La Revue du Spectacle, le magazine des arts de la scène et du spectacle vivant. Infos théâtre, chanson, café-théâtre, cirque, arts de la rue, agenda, CD, etc.



Augmenter la taille du texte
Diminuer la taille du texte
Partager
Théâtre

"Scalpel" La chirurgie esthétique exprimée par l'hyper expressivité de la marionnette… entre autres

Dans une vision prophétique des dérives de la chirurgie esthétique, "Scalpel" remue le couteau dans la plaie et gratte là où ça fait mal. Pour mettre en scène cet univers, il n'y a rien de plus efficace que les marionnettes qui sont capables de montrer sans effrayer les ravages que cette chirurgie peut provoquer. Celles de "Scalpel" (les deux principales) sont d'une étrangeté fascinante, faites de bric d'organes à brac de technologies, elles parviennent pourtant à paraître vivantes et attachantes. Elles nous racontent une histoire où le rire, l'effroi et la poésie se mêlent à une vision du futur des plus noires.



© Martial Anton.
© Martial Anton.
##############################
■ Consigne:
Poursuivez la critique du spectacle « Scalpel » à partir de sa dernière phrase. Vous n'aurez pas besoin des items.
##############################
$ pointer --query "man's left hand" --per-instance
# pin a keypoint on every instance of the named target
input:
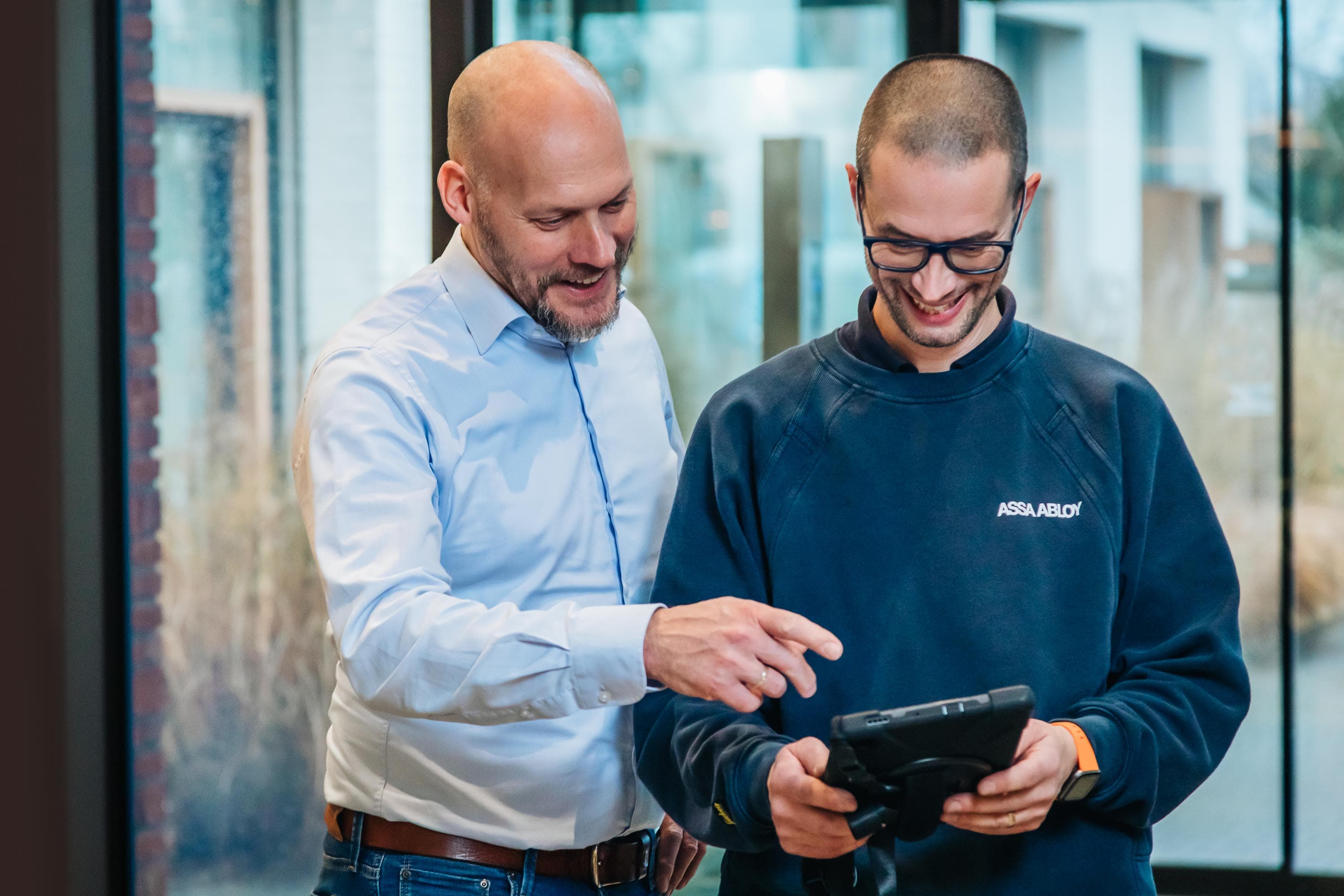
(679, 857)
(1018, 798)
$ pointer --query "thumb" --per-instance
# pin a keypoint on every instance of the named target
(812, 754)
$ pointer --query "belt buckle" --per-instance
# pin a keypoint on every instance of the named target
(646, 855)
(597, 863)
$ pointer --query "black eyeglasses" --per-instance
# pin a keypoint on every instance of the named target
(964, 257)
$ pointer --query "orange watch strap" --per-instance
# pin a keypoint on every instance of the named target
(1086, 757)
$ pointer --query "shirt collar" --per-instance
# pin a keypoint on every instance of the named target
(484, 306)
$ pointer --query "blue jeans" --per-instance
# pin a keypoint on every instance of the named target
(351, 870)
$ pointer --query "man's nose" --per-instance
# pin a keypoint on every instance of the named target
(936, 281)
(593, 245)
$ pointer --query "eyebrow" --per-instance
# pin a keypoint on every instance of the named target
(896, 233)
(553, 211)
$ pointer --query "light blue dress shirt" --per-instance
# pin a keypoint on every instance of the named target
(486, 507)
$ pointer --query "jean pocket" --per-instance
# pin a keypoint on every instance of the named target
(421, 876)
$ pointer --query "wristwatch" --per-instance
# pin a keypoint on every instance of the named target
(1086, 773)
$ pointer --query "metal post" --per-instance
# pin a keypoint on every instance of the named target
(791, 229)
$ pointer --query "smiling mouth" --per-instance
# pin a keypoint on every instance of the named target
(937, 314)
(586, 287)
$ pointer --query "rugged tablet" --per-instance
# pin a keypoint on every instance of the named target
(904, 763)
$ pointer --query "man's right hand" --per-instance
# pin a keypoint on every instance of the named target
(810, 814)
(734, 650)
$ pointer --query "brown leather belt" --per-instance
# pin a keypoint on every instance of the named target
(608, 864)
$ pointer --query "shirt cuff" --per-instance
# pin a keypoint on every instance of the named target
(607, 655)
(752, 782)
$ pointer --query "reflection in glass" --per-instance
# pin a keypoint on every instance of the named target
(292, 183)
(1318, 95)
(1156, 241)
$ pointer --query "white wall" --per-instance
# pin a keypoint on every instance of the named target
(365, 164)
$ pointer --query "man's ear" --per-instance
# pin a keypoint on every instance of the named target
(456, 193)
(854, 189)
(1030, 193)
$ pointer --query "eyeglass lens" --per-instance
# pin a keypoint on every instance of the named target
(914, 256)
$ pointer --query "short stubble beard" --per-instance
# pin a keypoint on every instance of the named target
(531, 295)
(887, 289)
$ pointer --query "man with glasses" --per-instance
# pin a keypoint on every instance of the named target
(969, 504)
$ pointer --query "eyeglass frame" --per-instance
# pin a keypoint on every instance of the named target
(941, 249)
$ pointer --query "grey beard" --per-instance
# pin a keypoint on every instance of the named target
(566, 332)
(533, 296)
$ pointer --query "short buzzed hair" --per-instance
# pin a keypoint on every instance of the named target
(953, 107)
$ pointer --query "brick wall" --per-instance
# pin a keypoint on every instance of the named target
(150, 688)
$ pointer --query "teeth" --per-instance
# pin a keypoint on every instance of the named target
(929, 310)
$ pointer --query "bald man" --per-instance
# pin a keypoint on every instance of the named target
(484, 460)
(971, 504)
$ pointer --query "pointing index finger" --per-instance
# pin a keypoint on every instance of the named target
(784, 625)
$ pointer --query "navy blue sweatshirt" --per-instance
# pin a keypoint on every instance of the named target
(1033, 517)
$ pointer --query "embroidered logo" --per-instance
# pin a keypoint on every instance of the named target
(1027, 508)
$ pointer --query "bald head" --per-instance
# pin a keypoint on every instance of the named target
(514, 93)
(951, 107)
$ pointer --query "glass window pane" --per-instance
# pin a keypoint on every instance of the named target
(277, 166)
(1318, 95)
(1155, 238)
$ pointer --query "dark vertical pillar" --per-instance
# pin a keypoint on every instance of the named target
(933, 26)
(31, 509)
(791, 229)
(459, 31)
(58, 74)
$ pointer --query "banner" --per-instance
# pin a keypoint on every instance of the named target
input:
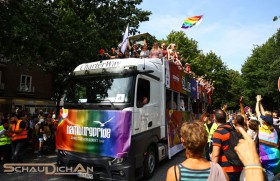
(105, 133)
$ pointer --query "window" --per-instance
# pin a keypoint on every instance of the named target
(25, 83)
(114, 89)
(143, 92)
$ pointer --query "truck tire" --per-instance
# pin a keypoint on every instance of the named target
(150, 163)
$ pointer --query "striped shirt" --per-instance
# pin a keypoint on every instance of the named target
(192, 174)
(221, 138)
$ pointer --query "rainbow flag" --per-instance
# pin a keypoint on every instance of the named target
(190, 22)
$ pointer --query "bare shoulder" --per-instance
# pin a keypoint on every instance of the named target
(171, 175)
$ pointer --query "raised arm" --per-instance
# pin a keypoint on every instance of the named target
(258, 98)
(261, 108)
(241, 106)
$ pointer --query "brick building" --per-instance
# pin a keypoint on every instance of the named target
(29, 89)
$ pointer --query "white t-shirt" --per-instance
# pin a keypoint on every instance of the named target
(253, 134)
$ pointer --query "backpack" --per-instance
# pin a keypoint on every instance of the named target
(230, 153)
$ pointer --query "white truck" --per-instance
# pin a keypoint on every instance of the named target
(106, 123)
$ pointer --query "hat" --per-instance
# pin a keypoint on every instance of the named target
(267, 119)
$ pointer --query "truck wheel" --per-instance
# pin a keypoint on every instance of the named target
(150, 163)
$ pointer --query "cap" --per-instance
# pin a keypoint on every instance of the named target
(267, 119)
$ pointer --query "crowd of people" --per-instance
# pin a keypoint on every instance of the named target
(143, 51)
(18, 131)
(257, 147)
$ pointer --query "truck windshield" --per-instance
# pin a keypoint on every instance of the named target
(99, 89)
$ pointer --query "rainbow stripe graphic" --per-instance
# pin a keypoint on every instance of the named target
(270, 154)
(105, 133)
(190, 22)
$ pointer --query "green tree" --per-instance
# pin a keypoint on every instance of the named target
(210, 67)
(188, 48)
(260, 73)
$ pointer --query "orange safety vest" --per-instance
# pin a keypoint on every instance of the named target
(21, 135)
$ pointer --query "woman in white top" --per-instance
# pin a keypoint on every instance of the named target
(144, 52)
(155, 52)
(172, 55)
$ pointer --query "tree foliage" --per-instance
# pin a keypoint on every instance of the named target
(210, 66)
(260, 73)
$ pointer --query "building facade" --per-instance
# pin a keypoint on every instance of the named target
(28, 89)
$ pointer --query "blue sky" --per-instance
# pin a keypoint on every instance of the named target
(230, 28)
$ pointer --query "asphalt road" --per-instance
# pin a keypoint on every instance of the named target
##############################
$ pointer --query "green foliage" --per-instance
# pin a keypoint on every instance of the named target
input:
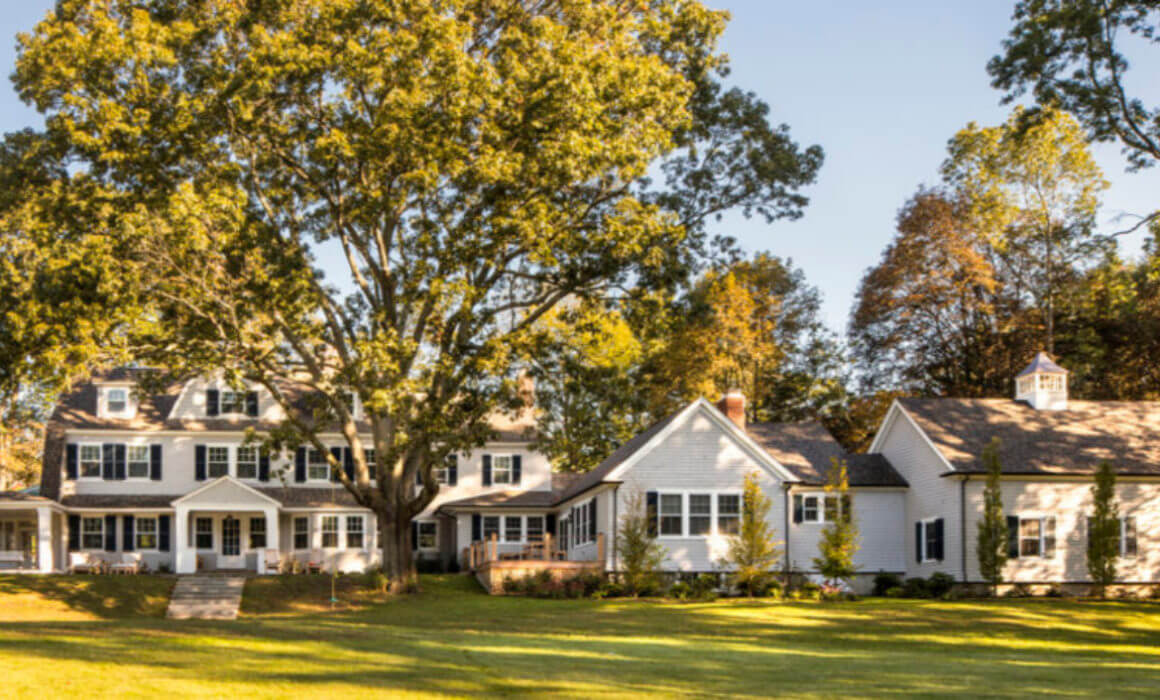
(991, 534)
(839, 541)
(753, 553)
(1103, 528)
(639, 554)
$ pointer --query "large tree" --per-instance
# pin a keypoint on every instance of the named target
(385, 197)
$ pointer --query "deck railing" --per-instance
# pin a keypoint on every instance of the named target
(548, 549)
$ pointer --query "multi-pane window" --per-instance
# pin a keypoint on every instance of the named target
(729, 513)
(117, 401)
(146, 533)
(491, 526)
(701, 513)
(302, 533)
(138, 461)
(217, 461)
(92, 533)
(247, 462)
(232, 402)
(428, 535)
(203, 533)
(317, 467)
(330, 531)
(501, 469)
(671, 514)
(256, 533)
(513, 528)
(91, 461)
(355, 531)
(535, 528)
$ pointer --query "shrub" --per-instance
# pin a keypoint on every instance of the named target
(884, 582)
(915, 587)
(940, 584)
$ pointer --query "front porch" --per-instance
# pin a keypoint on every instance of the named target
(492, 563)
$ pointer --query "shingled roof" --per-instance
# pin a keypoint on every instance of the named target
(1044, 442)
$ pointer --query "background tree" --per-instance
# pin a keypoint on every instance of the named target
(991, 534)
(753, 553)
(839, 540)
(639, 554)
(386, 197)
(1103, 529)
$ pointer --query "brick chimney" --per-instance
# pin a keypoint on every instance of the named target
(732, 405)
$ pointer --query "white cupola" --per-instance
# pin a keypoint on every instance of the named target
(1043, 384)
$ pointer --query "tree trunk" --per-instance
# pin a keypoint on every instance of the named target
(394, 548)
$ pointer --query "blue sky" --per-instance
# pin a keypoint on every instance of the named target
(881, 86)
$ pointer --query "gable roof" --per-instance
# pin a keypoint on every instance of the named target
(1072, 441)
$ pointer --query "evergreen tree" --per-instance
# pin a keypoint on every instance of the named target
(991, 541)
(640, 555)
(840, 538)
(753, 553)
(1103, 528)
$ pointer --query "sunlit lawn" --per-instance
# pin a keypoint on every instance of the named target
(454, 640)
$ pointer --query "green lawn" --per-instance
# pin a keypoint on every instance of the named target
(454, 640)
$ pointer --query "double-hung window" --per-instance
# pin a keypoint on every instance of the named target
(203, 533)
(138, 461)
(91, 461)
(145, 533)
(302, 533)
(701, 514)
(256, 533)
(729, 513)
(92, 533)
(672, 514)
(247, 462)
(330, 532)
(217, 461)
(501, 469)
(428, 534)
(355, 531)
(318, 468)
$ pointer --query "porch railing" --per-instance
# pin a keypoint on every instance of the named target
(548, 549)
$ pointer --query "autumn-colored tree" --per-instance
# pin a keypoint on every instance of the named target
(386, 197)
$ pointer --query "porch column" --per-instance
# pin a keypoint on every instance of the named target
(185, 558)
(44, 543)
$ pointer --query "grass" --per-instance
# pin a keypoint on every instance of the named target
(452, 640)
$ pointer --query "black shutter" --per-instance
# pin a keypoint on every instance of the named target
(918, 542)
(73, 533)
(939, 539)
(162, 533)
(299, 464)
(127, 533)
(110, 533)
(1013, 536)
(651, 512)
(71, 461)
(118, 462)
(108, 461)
##############################
■ Résultat final:
Tout se déroule dans les années 2050. Dans ce lointain proche, les individus sont classés en catégories sociales qui déterminent leurs emplois en fonction de leurs niveaux d'étude mais aussi de leurs qualités esthétiques. L'héroïne, Emma, reléguée en catégorie D à cause de son physique quelconque, économise depuis des années pour bénéficier d'un remodelage qui lui permettrait de passer dans une catégorie supérieure. C'est ainsi qu'elle se retrouve entre les mains de la science chirurgicale qui va transformer son espoir d'un corps amélioré en désincarnation totale.

En ces temps lointains, mais pas si lointains que ça, la technologie a déferlé sur cette médecine. Après la réalité augmentée, l'Occident en est arrivé au corps augmenté et toutes les capacités physiques se gèrent au clic. Les organes synthétiques s'avèrent plus performants que les organes naturels et cette chirurgie ne se contente plus de sculpter les chairs, mais elle s'introduit à l'intérieur des corps et remplace les systèmes entiers. Quant à la beauté recherchée à coup de bistouri, elle, par contre, ne progresse pas énormément : nez droits, yeux en amande, lèvres surdéveloppées, pommettes saillantes et cheveux blonds, le monde projette sur les femmes le même regard hyper sexué qui les transforme en objet à phantasmes.

© Martial Anton.
© Martial Anton.
Car, outre ces opérations ratées du monde de l'esthétisme, "Scalpel" met surtout le doigt sur les injonctions à la beauté et au conformisme physique que subissent de plus en plus les humains, et surtout les femmes, et les enfants. Les images totalitaires des réseaux sociaux, des télévisions et des tabloïds qui sanctifient les formes supposées parfaites sont ici dénoncées avec une belle énergie et une bonne dose d'inventivité. C'est ce qui donne à ce spectacle intelligent un côté instructif et clairvoyant sans jamais quitter la fantaisie, la fiction.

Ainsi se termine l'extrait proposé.